- _DOCUMENT EXTRACT_:
_ _ _
She took over the bookkeeping from her father, while Keith handled all things schedule- and hardware-related. A typical work week was 50-55 hours, but it jumped to 60-70 during “plant season” from April to June.

“I have to do the job that I regularly do, plus take care of all the plants—ordering, watering, selling—so the physical toll on me has started being significant,” Peterkin says.
She also curated the “variety” part of the inventory, perpetuating Ayers’ reputation for carrying everything under the sun. Among the bestsellers: plastic pink flamingos used as lawn decorations and a hose that prevents lint from going down a washing machine’s drain.
“I used to play Stump the Band with my friends,” she says. “If they could come up with an item that I didn’t have, I bought the round [of drinks]. If I had it, they had to buy. My favorite was a darning egg. Most people have no idea what it is. It’s a little wooden egg on a stick that you put up in a sock if you’re going to fix a hole in a sock. That’s probably one of the most unusual items. I’m going to bet that there are very few places that have one in stock anymore. I always drank for free on that one.”
_ _ _
- _RECORD EXCERPTS_:
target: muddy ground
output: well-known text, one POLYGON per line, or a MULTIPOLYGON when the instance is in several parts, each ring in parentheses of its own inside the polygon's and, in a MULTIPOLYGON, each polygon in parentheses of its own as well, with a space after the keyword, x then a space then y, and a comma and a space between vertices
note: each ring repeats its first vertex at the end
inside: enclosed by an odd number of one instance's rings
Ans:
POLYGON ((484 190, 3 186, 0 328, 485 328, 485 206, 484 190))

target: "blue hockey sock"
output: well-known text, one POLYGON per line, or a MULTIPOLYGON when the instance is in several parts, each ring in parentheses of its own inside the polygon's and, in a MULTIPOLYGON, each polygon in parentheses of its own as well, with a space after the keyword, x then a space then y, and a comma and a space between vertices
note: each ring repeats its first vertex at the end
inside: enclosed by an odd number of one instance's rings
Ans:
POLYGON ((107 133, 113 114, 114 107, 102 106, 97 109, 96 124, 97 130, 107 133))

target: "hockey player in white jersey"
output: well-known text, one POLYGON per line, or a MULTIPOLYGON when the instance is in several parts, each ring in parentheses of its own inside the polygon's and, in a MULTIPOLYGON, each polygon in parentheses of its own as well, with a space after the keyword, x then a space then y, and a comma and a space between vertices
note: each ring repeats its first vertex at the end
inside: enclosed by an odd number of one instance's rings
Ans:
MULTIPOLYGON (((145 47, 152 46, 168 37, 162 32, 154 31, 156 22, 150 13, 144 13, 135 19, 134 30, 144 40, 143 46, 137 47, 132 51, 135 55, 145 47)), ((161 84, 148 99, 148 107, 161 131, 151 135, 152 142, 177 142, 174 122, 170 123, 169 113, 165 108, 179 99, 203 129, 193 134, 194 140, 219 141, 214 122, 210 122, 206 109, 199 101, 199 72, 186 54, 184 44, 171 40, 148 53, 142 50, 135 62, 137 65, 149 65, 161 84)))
_ _ _
- _YOUR GOAL_:
In the store excerpt:
(a) How many hours did a work week run during "plant season"?
(b) Which two bestsellers are named?
(c) What item does Peterkin call her favorite in Stump the Band?
Answer from the store excerpt alone, not from the entries.

- _ANSWER TO THE PROBLEM_:
(a) 60-70 hours
(b) Plastic pink flamingos used as lawn decorations, and a hose that prevents lint from going down a washing machine's drain
(c) A darning egg